Rewrite the items below with each "brace" changed to "strut" and everything else left as it is. Leave the pictures out of your answer.

○ ○ ○ ○

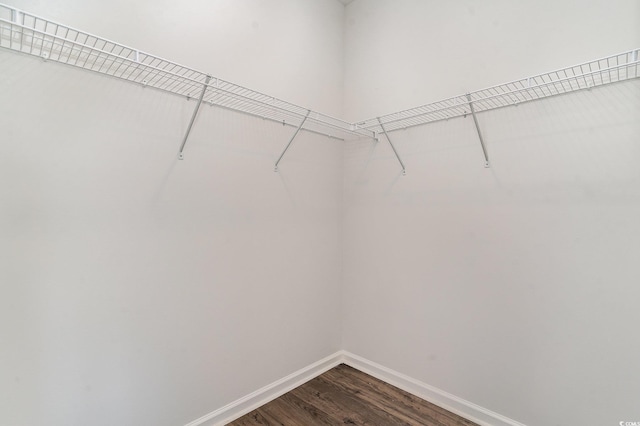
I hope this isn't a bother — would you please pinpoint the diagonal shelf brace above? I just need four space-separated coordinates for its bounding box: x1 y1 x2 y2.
178 75 211 160
377 117 407 176
467 93 490 168
273 109 311 172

○ ○ ○ ○

→ **TASK OUTPUT**:
I hope this isn't a bother — would you please pinpoint the diagonal shelf strut above? I just need four space-separated coordinates for its bounding box: x1 y1 x2 y2.
178 75 211 160
377 117 407 176
467 93 490 168
273 109 311 172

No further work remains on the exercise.